Last week, Mark Zuckerberg officially announced that his company was changing its name from Facebook to Meta, with a prominent new focus on creating the metaverse.
A defining feature of this metaverse will be creating a feeling of presence in the virtual world. Presence could mean simply interacting with other avatars and feeling like you are immersed in a foreign landscape. Or, it could even involve engineering some sort of haptic feedback for users when they touch or interact with objects in the virtual world. (A primitive form of this is when your controller used to vibrate after you hit a ball in Wii tennis).
“We designed a high-res touch sensor and worked with Carnegie Mellon to create a thin robot skin,” Meta CEO Mark Zuckerberg wrote in a Facebook post today. “This brings us one step closer to realistic virtual objects and physical interactions in the metaverse.”
Meta AI sees robot touch as an interesting research domain that can further help artificial intelligence be better by receiving feedback from the environment. By working on this research centered around touch, Meta AI wants to both push the field of robotics further, and also possibly use this tech to incorporate a sense of touch into the metaverse down the road.
“Robotics is the nexus where people in AI research are trying to get the full loop of perception, reasoning, planning and action, and getting feedback from the environment,” says Yann LeCun, chief AI scientist at Meta. Going further, LeCun thinks that being able to understand how real objects feel might be vital context for AI assistants (like Siri or Alexa) to know if they were to one day help humans navigate around an augmented or virtual world.
Touch with DIGIT
The way that machines sense the world currently is not very intuitive, and there is room for improvement. For starters, machines have only been really trained on vision and audio data, leaving them at a loss for receiving any other types of sensory data, like taste, touch and smell.
That’s different from how a human works. “From a human perspective, we extensively use touch,” Meta AI research scientist Roberto Calandra, who works with DIGIT, says. “Historically, in robotics, touch has always been considered a sense that would’ve been extremely useful to have. But because of technical limitations, it has been hard to have a widespread use of touch.”
The goal of DIGIT, the research team wrote in a blog post, is to create a compact robot fingertip that is cheap and able to withstand wear and tear from repeated contact with surfaces. They also need to be sensitive enough to measure properties like surface features and contact forces.
When humans touch an object, they can gauge the general shape of what they’re touching and recognize what it is. DIGIT tries to mimic this through a vision-based tactile sensor.
DIGIT consists of a gel-like silicone pad shaped like the tip of your thumb that sits on top of a plastic square. That plastic container houses sensors, a camera, and PCB lights that line the silicone. Whenever you touch an object with the silicone gel, which resembles a disembodied robot finger, it creates shadows, or changes in color hues in the emerging image that is recorded by the camera. In other words, the touch it is sensing is expressed visually.

Exercise data
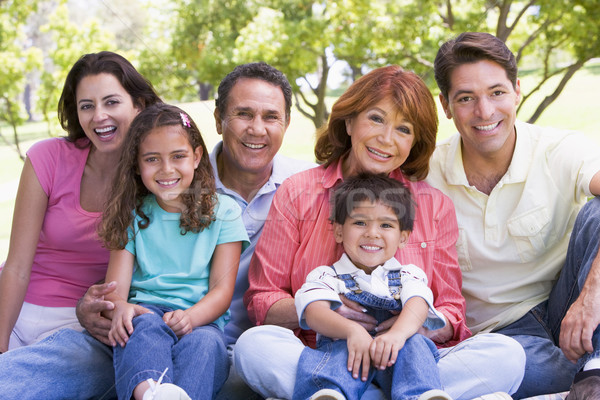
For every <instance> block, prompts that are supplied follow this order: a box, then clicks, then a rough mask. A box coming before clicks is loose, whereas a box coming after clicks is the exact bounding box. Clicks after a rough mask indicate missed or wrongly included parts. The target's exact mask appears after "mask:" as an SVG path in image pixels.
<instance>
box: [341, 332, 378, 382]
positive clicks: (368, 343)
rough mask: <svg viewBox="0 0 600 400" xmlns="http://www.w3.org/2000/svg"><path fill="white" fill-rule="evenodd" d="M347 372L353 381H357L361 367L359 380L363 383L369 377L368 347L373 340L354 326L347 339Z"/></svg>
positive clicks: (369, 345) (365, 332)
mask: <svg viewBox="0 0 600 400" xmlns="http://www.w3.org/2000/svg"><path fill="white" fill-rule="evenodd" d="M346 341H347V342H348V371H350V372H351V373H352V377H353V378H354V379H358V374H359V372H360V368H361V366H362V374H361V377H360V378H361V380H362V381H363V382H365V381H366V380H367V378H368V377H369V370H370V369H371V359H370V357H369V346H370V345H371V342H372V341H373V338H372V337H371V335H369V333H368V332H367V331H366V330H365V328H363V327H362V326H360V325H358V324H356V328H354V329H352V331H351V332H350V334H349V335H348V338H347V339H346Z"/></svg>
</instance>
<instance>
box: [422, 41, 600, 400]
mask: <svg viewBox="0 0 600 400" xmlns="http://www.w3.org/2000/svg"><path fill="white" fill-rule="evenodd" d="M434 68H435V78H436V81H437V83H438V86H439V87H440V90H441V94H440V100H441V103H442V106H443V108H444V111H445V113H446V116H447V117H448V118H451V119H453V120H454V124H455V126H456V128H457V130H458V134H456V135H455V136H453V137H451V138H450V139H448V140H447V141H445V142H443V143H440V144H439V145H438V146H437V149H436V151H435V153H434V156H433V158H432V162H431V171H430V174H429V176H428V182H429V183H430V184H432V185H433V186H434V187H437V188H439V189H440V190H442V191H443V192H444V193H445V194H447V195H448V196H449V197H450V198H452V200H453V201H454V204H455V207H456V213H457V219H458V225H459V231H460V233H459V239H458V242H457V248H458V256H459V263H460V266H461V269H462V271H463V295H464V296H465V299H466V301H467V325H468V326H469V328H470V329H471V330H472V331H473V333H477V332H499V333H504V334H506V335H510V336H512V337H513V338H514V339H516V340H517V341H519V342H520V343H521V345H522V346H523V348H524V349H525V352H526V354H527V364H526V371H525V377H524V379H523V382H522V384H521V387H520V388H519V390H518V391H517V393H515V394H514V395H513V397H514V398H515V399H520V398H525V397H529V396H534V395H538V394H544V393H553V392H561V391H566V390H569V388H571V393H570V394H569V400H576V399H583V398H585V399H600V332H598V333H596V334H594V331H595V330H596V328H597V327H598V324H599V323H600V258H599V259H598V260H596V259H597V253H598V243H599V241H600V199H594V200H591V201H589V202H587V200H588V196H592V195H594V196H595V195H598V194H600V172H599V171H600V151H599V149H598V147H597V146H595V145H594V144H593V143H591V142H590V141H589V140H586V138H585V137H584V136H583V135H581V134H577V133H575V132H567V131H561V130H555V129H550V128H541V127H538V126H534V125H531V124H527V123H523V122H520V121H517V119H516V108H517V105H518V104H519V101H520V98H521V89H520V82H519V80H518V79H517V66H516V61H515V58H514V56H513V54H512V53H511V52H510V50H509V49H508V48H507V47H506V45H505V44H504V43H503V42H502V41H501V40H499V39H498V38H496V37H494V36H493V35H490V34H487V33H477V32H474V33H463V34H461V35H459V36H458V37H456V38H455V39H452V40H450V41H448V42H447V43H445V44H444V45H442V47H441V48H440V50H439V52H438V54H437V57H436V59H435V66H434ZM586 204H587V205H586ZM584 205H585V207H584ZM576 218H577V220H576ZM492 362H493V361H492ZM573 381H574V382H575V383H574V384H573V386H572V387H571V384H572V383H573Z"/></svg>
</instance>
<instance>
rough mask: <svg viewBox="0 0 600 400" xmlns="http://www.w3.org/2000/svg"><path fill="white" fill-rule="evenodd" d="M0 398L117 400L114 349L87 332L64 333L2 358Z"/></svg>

Problem statement
Reproduce the stretch of the Meta touch article from "The goal of" through "vision-based tactile sensor.", swapping "tactile sensor" for "touch sensor".

Answer below
The goal of DIGIT, the research team wrote in a blog post, is to create a compact robot fingertip that is cheap and able to withstand wear and tear from repeated contact with surfaces. They also need to be sensitive enough to measure properties like surface features and contact forces.
When humans touch an object, they can gauge the general shape of what they’re touching and recognize what it is. DIGIT tries to mimic this through a vision-based touch sensor.